Texte proposé ->
>>>>

▪ Les indices boursiers ont corrigé de -2,5% en moyenne la semaine passée. Les justifications se bousculaient dès jeudi dernier avec, pêle-mêle, quelques trimestriels jugés décevants (et lourdement sanctionnés comme Vallourec, ST Micro, Nokia…), un rebond de l’euro (+3% en quatre séances, excusez du peu !), quelques prises de bénéfices sur des dossiers "un peu chers" (luxe, équipementiers auto, mais sur lesquels il faudra très vite se repositionner car la hausse n’est pas terminée).
La cause la plus anxiogène était en fait la moins commentée : les taux longs ont pris entre 25 et 30 points de base à travers toute l’Europe en sept séances. Les Bunds sont passés de 0,07% le 21 avril à 0,38% le 30 avril, les OAT françaises de 0,37% à 0,65% au cours du même intervalle, les BTP italiens (plus important gisement obligataire d’Europe avec 2 170 milliards d’euros d’encours) de 1,21% à 1,59%.

<<<<

Lignes affichées ->
>>>>

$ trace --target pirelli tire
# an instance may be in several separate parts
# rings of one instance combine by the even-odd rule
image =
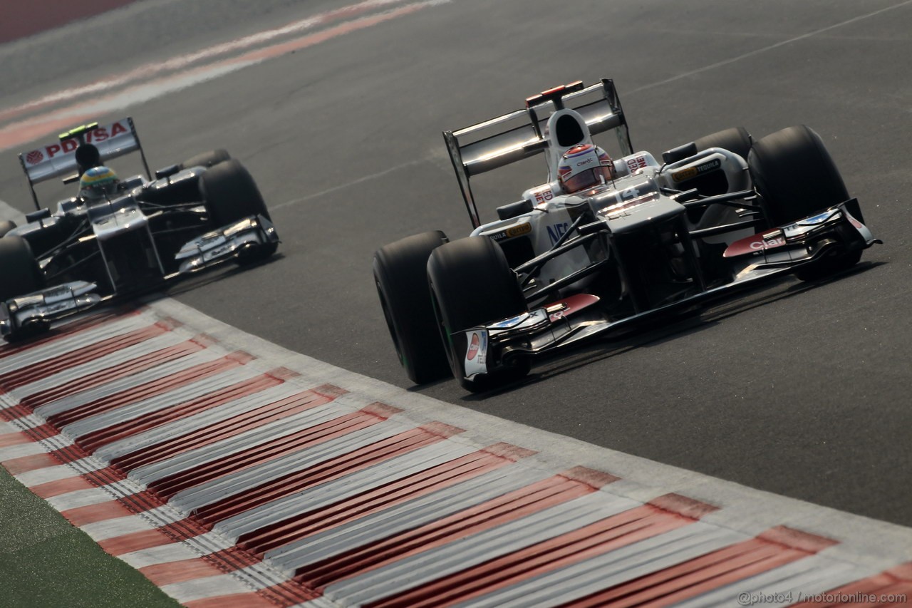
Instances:
[[[754,142],[748,166],[772,225],[783,225],[849,200],[823,140],[804,125],[782,129]],[[849,213],[865,221],[856,204]],[[795,276],[802,280],[823,278],[857,264],[861,254],[859,249],[831,256]]]
[[[428,258],[449,239],[440,230],[408,236],[374,254],[374,284],[399,363],[416,384],[450,375],[428,288]]]
[[[200,175],[200,193],[212,227],[228,225],[251,215],[272,219],[253,176],[236,159],[203,172]],[[265,259],[277,248],[277,243],[264,244],[257,248],[255,255],[245,255],[238,262],[247,264]]]
[[[7,235],[0,238],[0,301],[24,296],[45,287],[44,275],[28,242]]]
[[[225,161],[231,160],[231,154],[224,148],[219,148],[217,150],[210,150],[209,152],[200,152],[195,156],[191,156],[186,161],[181,163],[181,169],[190,169],[191,167],[214,167],[220,162],[224,162]]]
[[[448,243],[428,260],[430,297],[453,376],[472,393],[496,388],[529,372],[528,360],[512,367],[465,378],[465,341],[453,334],[528,309],[516,274],[503,250],[490,238],[470,236]]]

<<<<

Problème à résoudre -> Transcrivez mot pour mot le passage du texte sur la Bourse situé entre "La cause la" et "1,21% à 1,59%.", ces deux segments compris. Ces lignes proviennent d'une autre source que le texte sur la Bourse.

Réponse attendue ->
La cause la plus anxiogène était en fait la moins commentée : les taux longs ont pris entre 25 et 30 points de base à travers toute l’Europe en sept séances. Les Bunds sont passés de 0,07% le 21 avril à 0,38% le 30 avril, les OAT françaises de 0,37% à 0,65% au cours du même intervalle, les BTP italiens (plus important gisement obligataire d’Europe avec 2 170 milliards d’euros d’encours) de 1,21% à 1,59%.